Exercise directions: Find the word "below" in the records and copy every line where it occurs.

Records for processing:
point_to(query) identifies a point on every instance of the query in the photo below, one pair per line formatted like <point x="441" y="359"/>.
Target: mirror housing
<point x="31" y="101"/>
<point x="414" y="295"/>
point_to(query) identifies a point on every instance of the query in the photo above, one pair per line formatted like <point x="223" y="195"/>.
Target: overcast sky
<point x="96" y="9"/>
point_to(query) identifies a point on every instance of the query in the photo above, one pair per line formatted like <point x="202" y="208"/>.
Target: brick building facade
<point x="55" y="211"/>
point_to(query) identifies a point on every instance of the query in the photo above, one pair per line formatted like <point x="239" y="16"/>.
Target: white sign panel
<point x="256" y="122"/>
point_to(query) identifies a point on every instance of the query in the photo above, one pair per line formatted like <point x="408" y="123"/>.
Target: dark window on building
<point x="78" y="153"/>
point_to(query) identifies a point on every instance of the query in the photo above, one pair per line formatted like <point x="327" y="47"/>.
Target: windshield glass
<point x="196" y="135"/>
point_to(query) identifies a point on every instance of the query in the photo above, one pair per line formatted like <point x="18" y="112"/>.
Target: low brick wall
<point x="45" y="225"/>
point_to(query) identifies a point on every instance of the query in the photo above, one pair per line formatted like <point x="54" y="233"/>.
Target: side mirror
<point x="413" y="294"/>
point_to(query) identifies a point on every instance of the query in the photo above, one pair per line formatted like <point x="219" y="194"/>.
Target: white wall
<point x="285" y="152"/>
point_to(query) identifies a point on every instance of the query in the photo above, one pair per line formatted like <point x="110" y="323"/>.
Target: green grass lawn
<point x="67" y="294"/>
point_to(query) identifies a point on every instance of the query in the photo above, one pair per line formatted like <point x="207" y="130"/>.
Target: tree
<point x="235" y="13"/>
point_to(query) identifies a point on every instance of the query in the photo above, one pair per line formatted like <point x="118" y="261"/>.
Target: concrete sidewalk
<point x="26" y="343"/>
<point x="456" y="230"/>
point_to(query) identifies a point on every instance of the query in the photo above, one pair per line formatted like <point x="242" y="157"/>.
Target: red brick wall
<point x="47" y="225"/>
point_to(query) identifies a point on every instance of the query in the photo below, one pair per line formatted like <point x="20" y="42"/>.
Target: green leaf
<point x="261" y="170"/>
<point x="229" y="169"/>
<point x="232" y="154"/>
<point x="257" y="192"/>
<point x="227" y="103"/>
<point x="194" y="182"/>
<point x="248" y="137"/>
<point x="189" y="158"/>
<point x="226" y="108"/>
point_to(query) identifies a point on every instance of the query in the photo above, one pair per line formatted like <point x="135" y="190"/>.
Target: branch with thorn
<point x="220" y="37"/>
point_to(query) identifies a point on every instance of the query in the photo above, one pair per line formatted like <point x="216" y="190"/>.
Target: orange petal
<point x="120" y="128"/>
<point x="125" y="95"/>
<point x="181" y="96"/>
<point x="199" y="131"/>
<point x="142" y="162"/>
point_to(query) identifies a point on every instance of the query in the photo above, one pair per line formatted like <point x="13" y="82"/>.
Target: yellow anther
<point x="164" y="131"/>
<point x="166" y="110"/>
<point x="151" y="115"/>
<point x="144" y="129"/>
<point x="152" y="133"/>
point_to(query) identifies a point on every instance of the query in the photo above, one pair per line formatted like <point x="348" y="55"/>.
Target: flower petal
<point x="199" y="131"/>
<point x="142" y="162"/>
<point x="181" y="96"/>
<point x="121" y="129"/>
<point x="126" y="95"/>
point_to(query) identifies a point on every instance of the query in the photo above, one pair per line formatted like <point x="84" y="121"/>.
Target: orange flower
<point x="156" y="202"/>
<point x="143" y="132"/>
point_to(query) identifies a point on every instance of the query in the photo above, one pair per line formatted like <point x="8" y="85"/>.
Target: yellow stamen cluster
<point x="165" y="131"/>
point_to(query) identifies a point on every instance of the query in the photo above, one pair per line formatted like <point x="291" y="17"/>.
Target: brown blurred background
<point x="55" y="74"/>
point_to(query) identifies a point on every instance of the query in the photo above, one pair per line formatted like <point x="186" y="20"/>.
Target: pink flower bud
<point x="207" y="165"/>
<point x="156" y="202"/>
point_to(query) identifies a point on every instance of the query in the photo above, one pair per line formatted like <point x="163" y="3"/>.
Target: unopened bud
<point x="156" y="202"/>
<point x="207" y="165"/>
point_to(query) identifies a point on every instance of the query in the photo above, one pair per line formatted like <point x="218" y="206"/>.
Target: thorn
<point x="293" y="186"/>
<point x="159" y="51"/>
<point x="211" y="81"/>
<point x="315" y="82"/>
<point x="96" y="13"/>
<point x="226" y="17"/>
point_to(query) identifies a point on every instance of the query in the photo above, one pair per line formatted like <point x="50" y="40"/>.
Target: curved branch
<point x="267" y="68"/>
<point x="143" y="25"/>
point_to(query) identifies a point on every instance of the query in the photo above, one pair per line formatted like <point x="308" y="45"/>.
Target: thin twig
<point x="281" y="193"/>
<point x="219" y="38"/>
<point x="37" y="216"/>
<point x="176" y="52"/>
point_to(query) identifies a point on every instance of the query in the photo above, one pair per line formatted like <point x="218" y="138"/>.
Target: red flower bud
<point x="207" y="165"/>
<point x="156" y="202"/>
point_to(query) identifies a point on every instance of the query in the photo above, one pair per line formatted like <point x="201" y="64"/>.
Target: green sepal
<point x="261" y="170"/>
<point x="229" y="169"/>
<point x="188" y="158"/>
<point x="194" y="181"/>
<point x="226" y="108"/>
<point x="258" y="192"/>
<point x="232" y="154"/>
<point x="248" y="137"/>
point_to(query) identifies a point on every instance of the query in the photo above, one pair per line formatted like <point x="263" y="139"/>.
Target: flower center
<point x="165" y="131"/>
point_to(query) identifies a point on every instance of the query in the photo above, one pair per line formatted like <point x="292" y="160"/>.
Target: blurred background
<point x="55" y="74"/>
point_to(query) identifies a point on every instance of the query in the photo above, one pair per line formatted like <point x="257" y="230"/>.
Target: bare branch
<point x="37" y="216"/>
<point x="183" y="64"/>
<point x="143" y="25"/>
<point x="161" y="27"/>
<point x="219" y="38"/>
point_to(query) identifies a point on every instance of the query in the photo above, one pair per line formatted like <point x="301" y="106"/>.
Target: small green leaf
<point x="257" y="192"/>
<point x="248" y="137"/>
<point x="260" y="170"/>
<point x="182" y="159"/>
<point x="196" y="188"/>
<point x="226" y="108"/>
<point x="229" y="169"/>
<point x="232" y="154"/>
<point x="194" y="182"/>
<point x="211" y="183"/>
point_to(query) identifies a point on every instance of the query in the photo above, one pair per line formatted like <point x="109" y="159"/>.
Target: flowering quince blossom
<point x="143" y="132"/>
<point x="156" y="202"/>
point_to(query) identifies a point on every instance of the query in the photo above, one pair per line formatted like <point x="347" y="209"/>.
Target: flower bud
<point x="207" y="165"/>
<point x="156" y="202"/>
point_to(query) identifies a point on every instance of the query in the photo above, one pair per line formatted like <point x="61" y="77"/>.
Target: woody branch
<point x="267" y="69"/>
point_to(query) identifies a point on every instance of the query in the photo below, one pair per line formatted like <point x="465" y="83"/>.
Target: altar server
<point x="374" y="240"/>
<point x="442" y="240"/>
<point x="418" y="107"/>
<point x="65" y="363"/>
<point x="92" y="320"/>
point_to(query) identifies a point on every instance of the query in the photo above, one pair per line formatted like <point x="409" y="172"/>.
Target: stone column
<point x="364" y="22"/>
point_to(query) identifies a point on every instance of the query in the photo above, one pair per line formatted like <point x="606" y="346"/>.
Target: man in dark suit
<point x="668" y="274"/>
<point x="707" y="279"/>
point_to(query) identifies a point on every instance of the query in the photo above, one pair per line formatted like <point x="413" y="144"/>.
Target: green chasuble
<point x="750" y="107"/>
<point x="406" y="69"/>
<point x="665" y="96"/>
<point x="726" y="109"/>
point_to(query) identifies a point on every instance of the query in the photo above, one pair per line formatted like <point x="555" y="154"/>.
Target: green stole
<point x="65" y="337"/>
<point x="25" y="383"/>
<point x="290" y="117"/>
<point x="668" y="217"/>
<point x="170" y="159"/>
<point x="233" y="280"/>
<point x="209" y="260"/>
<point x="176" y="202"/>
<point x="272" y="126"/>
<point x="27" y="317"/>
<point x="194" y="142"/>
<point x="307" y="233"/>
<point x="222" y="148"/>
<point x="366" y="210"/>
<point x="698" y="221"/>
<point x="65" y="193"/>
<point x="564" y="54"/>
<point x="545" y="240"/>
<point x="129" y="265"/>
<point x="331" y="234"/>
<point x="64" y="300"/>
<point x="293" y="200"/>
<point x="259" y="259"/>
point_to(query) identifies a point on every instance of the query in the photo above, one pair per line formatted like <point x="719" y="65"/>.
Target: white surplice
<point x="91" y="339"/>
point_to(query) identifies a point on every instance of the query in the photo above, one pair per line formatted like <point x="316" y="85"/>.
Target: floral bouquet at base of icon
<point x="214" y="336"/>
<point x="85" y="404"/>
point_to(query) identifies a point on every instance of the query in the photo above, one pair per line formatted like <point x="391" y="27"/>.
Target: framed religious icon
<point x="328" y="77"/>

Solution to this problem:
point_to(query) identifies a point on every instance of the query in the photo below, one pair per line formatted like <point x="441" y="359"/>.
point_to(query) identifies a point on every instance of the query in the photo below, one pair per line formatted like <point x="20" y="42"/>.
point_to(query) identifies a point on every instance of the query in the photo below, one pair per line formatted like <point x="465" y="83"/>.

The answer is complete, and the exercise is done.